Start of Data in this exercise

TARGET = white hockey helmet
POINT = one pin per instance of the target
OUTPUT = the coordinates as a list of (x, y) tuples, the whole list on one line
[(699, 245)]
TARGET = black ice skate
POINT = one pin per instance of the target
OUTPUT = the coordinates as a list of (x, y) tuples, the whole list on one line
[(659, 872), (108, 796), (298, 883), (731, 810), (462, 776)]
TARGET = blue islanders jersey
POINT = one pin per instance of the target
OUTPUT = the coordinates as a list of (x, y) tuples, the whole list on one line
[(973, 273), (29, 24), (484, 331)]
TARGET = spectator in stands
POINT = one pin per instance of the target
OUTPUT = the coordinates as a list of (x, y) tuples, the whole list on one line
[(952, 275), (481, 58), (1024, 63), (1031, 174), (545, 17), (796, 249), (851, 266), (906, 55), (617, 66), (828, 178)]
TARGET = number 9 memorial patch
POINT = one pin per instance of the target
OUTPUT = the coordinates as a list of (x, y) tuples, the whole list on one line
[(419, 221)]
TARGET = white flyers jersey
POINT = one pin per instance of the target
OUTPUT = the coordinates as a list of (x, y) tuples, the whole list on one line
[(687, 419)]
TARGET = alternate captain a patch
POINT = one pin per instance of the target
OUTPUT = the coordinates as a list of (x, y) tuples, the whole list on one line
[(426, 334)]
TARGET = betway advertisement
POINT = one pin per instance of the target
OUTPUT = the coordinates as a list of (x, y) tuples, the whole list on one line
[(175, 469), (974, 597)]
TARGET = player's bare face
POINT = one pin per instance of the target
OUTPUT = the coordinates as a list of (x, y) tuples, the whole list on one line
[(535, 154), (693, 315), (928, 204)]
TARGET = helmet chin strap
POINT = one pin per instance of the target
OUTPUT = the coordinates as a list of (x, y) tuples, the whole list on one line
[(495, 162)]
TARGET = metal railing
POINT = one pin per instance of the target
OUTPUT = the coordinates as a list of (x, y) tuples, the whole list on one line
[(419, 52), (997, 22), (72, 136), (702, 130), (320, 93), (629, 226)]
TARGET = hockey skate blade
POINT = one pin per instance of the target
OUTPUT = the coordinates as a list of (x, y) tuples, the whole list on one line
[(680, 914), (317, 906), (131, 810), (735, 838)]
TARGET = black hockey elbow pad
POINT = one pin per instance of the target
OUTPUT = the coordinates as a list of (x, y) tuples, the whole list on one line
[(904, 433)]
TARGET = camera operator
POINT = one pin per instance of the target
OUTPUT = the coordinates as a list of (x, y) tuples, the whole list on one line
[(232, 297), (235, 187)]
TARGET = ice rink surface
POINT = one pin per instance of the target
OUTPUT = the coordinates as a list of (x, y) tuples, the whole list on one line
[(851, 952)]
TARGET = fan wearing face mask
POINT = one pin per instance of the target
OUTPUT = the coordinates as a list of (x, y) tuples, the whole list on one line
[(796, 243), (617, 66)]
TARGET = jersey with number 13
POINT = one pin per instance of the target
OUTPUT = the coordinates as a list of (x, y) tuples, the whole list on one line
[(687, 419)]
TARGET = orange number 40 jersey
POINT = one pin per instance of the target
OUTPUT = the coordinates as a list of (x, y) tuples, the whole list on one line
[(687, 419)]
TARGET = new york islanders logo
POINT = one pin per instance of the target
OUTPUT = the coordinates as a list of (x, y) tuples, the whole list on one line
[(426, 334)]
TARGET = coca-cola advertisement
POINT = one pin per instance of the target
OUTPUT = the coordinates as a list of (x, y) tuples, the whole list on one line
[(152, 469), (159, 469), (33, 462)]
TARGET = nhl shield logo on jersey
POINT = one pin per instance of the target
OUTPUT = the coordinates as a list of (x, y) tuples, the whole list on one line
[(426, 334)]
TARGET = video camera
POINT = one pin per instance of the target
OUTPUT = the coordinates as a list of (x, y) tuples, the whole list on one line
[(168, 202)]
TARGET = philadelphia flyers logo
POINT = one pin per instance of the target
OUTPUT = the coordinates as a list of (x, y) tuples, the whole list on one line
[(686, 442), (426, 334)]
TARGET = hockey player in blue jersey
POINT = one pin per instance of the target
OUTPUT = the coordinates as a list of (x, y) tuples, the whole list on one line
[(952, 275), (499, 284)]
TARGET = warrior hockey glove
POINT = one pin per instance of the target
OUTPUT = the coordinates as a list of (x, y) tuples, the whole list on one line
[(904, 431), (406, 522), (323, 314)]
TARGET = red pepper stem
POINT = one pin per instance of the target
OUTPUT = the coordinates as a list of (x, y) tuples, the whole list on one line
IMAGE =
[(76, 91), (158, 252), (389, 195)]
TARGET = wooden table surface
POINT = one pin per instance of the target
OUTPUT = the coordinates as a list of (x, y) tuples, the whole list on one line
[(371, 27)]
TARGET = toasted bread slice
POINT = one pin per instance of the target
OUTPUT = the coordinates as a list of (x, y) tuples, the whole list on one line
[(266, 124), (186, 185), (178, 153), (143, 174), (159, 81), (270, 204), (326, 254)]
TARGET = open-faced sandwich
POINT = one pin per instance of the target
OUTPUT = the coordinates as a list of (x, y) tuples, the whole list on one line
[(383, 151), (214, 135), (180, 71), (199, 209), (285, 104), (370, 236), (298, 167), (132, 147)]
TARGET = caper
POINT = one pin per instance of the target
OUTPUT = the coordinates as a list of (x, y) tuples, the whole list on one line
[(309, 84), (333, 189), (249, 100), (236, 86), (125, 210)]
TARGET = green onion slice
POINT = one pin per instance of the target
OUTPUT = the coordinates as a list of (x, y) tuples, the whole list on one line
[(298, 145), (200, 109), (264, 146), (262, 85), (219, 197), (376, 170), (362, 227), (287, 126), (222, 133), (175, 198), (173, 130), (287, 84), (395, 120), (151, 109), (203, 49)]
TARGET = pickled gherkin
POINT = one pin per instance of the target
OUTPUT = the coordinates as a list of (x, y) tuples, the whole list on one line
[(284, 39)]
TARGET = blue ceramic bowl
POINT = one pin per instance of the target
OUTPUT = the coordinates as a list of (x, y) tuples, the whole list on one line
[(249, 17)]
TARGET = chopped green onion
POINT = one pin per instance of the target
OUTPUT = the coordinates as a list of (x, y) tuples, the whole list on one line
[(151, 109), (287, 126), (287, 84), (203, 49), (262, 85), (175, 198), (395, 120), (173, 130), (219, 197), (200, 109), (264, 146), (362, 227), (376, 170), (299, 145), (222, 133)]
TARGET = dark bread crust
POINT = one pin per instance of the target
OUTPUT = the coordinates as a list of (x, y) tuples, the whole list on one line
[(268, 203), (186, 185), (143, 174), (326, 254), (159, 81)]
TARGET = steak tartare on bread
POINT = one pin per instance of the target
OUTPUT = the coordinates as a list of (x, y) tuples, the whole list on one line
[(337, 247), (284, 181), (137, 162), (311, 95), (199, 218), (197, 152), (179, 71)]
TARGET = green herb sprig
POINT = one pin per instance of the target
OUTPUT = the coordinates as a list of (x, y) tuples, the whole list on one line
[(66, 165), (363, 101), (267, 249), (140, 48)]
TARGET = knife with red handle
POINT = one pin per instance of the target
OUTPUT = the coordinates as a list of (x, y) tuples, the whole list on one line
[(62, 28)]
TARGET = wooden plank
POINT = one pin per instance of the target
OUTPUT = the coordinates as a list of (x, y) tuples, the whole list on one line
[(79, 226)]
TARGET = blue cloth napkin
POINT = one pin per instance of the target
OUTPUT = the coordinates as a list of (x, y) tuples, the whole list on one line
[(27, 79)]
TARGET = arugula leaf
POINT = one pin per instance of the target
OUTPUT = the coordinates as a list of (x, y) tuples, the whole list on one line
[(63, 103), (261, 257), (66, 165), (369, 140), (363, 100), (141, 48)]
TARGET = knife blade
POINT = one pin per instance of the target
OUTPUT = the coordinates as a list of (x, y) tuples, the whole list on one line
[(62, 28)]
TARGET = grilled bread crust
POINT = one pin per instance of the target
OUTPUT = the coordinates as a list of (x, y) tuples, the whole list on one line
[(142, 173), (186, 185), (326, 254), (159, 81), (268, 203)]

End of Data in this exercise

Collect, from the material above, every line containing the word "advertisement".

TARGET = betway advertisement
TARGET = coca-cola advertisement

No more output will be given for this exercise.